DESCRIPTION OF THE TASK: Rewrite the lines of the records below, substituting "object" for every occurrence of "instance" and leaving everything else unchanged. Do not include the pictures in your answer.

INPUT MATERIAL:
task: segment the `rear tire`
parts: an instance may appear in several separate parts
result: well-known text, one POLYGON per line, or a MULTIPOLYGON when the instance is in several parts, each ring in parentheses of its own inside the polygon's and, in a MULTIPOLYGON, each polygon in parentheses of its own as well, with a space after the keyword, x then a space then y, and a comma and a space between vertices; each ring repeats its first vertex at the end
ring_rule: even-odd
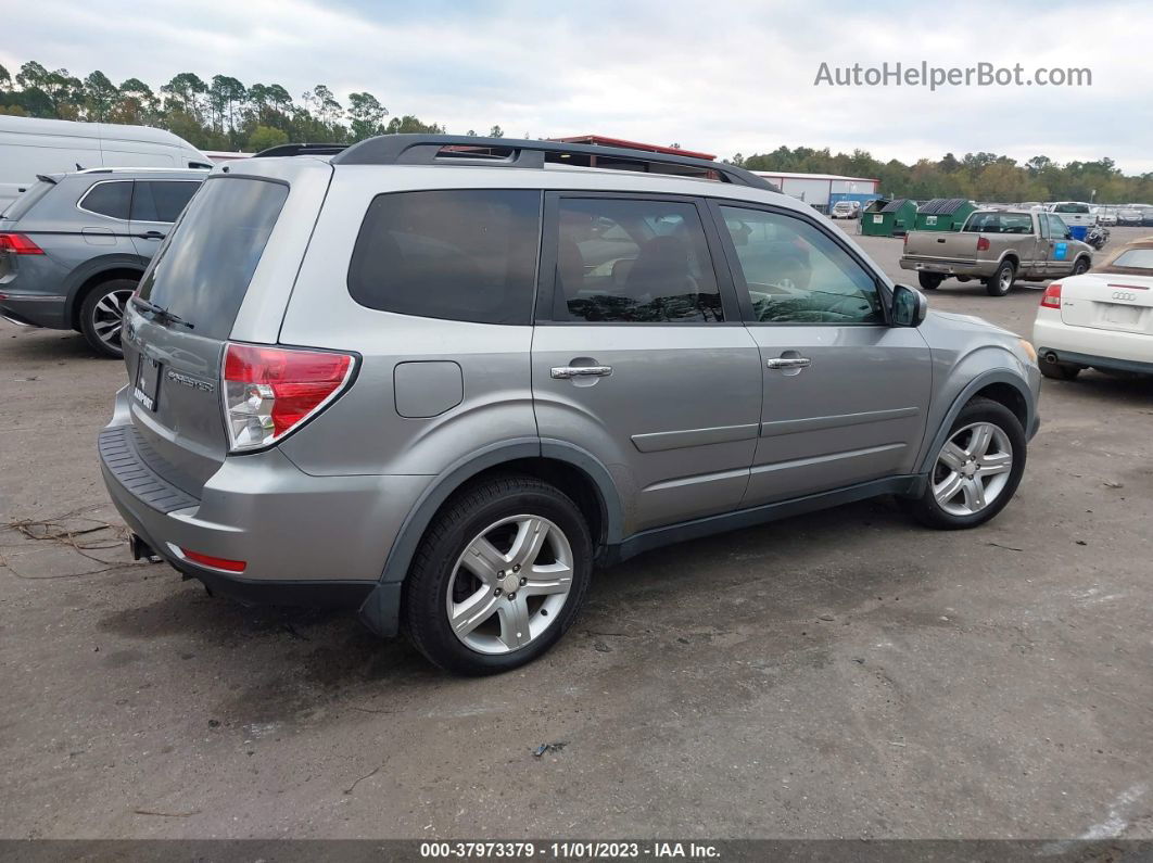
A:
POLYGON ((1082 372, 1082 366, 1069 363, 1050 363, 1041 361, 1041 374, 1052 380, 1072 380, 1082 372))
POLYGON ((81 303, 80 331, 98 355, 108 359, 125 355, 121 326, 134 290, 136 282, 131 279, 111 279, 92 288, 81 303))
POLYGON ((445 671, 511 671, 572 626, 591 570, 588 524, 568 495, 529 476, 488 479, 458 492, 434 518, 408 570, 401 626, 445 671), (536 551, 518 555, 540 531, 536 551))
POLYGON ((1016 280, 1017 266, 1011 260, 1003 260, 996 272, 985 280, 985 290, 989 296, 1004 296, 1016 280))
POLYGON ((1017 491, 1026 447, 1025 430, 1009 408, 992 399, 973 399, 960 409, 934 455, 924 493, 902 499, 902 506, 937 530, 985 524, 1017 491))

EXERCISE OUTPUT:
task: segment the `rear tire`
parts: an object may appear in several separate parts
result: well-known text, one POLYGON per line, or a MULTIPOLYGON when the object is in several parts, each ring in parentheses of its own inside the polygon's and, in a MULTIPOLYGON, each polygon in parentheses of its own as well, with a space after the keyword, x then a space then y, and a comma and a space between vertices; each ring repeats its first vertex at the end
ring_rule: even-odd
A:
POLYGON ((1082 372, 1082 366, 1069 363, 1050 363, 1041 361, 1041 374, 1052 380, 1072 380, 1082 372))
POLYGON ((81 303, 80 331, 98 355, 108 359, 125 355, 121 326, 134 290, 136 282, 131 279, 111 279, 92 288, 81 303))
POLYGON ((445 671, 511 671, 572 626, 591 570, 588 524, 568 495, 529 476, 488 479, 458 492, 434 518, 408 570, 401 626, 445 671), (536 551, 518 555, 540 531, 536 551))
POLYGON ((1016 280, 1017 266, 1011 260, 1003 260, 996 272, 985 280, 985 290, 989 296, 1004 296, 1016 280))
POLYGON ((1017 491, 1026 447, 1025 430, 1009 408, 992 399, 973 399, 960 409, 934 455, 924 493, 902 499, 902 506, 937 530, 985 524, 1017 491))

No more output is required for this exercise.